___ Recorded data ___
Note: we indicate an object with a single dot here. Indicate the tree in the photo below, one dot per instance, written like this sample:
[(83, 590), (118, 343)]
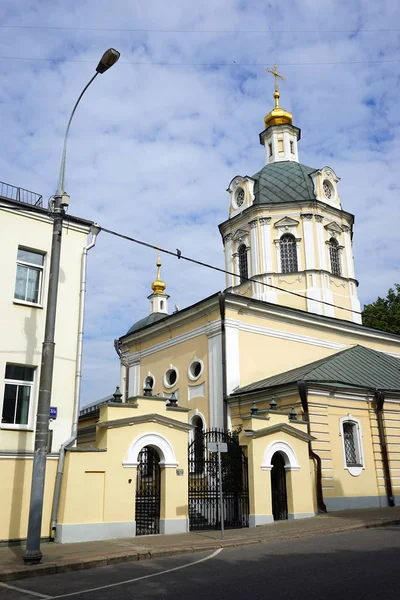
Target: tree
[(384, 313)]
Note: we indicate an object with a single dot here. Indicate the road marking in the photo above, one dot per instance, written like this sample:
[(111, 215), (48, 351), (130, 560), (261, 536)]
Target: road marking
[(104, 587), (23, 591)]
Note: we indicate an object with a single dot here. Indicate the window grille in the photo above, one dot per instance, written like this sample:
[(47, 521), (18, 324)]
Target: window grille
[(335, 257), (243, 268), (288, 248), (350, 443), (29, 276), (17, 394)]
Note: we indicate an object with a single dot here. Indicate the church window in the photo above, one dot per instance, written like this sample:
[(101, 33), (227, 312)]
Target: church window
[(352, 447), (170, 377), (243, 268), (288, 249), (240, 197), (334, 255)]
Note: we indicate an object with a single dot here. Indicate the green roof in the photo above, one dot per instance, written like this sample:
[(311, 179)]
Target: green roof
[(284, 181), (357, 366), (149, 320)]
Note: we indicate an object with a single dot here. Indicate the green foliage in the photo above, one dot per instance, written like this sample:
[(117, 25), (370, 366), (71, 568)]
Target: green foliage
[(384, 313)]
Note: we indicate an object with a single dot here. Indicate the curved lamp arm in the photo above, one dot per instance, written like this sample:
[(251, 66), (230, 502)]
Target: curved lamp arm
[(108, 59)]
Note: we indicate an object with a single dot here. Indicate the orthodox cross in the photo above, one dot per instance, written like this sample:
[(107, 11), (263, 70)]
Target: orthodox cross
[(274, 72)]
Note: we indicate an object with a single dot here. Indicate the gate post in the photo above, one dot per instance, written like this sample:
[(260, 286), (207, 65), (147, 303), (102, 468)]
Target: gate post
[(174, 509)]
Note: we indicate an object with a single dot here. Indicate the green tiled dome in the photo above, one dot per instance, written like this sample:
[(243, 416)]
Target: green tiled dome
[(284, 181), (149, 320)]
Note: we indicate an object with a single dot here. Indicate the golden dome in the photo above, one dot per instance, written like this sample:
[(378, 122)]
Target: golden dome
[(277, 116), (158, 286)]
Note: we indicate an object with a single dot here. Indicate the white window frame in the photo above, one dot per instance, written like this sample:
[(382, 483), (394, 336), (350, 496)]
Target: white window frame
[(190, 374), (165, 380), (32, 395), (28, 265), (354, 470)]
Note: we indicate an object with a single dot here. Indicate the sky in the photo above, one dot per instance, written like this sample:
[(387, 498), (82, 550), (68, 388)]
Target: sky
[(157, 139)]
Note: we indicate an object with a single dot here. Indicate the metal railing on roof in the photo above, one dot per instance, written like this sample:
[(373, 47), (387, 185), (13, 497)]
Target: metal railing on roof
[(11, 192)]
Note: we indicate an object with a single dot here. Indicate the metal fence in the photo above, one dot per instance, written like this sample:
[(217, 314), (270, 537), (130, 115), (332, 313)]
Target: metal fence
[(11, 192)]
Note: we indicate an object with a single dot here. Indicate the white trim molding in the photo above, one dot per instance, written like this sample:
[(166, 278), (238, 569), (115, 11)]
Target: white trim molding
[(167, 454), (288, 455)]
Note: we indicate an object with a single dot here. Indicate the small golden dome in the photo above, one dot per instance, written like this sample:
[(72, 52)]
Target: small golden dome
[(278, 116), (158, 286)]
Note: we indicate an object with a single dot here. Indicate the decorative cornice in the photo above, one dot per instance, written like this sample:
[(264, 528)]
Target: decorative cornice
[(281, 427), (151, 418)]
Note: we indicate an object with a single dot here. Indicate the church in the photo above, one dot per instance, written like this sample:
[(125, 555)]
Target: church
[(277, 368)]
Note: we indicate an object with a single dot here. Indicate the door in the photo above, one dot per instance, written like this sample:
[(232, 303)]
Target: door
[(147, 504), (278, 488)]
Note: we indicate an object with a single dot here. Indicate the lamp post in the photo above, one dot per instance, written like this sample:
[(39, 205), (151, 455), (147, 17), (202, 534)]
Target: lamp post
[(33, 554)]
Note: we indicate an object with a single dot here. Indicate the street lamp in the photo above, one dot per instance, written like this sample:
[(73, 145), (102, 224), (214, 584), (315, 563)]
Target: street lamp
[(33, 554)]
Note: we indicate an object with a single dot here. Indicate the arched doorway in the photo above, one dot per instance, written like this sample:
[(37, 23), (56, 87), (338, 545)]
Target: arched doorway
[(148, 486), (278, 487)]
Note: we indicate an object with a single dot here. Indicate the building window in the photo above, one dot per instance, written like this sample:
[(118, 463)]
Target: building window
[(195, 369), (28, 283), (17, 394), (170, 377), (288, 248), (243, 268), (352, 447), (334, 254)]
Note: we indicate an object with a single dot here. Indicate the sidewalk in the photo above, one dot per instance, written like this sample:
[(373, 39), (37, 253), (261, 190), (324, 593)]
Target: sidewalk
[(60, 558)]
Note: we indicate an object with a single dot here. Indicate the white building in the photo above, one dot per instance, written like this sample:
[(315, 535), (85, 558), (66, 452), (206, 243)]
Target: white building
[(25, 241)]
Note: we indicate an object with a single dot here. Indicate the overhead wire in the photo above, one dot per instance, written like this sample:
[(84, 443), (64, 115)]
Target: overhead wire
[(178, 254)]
___
___ Recorded data ___
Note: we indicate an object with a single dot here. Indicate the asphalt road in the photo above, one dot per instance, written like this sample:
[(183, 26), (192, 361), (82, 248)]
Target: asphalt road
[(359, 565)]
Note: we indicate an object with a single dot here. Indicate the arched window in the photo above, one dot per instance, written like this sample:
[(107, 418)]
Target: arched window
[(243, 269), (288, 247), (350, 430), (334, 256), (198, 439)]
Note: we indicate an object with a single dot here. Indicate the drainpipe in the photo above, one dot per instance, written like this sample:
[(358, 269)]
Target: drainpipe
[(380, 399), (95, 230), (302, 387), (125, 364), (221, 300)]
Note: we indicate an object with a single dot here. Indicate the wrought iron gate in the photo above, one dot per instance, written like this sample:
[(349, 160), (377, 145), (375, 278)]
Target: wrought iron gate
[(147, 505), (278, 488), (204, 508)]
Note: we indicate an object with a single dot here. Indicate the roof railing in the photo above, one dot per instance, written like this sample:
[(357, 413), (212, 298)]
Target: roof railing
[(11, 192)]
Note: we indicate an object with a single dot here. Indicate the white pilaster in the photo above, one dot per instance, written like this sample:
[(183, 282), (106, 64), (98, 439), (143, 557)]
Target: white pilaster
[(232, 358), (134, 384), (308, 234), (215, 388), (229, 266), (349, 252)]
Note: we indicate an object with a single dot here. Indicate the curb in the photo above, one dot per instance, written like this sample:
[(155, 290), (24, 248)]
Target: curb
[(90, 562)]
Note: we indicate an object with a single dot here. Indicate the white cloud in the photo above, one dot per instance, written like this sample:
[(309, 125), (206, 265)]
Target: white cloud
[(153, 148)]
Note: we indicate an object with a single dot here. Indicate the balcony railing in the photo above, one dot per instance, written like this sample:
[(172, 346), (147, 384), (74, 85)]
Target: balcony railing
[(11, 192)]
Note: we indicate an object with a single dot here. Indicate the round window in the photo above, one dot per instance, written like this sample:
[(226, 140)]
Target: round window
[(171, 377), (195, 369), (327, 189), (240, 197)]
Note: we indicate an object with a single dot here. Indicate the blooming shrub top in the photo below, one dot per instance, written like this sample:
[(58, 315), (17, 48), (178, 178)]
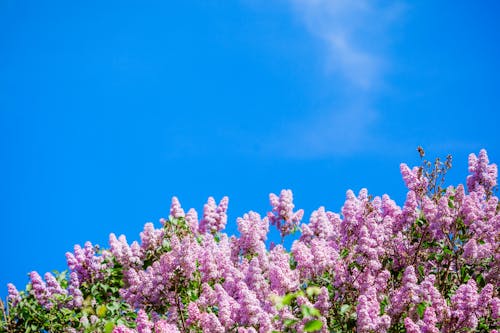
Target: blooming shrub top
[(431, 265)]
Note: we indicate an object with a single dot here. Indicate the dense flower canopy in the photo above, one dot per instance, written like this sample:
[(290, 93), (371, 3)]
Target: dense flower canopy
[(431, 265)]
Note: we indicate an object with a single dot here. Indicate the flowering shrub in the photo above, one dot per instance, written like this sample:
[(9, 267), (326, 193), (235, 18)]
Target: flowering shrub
___
___ Recorded data ___
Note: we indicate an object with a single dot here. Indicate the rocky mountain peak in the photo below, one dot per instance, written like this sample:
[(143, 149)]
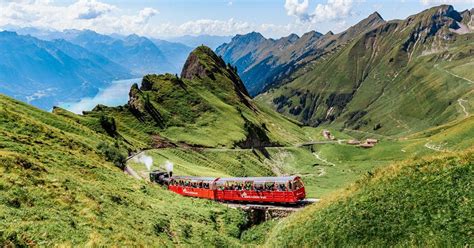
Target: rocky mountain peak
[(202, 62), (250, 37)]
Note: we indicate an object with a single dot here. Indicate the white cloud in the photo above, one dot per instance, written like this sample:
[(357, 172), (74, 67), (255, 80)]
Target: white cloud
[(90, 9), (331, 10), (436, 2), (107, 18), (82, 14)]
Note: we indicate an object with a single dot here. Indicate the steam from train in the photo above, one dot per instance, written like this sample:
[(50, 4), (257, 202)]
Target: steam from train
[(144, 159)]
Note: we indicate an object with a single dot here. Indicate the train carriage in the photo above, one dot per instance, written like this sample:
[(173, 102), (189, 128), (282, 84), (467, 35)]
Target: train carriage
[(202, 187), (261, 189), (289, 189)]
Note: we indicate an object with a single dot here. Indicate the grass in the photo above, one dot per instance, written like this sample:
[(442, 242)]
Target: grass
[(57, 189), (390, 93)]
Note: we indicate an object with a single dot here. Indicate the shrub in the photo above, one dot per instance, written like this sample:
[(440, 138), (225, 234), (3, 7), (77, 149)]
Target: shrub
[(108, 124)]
___
Goal of the exercise
Return each line from the records above that contains the word "church".

Result of this task
Note: we indicate an object with a single dot here. Indicate the church window in the photo above, one dot per instance, written like this sample:
Target: church window
Note: we indicate an object with a single dot here. Indicate the church in the photo above, one dot per instance, written like this sample:
Target: church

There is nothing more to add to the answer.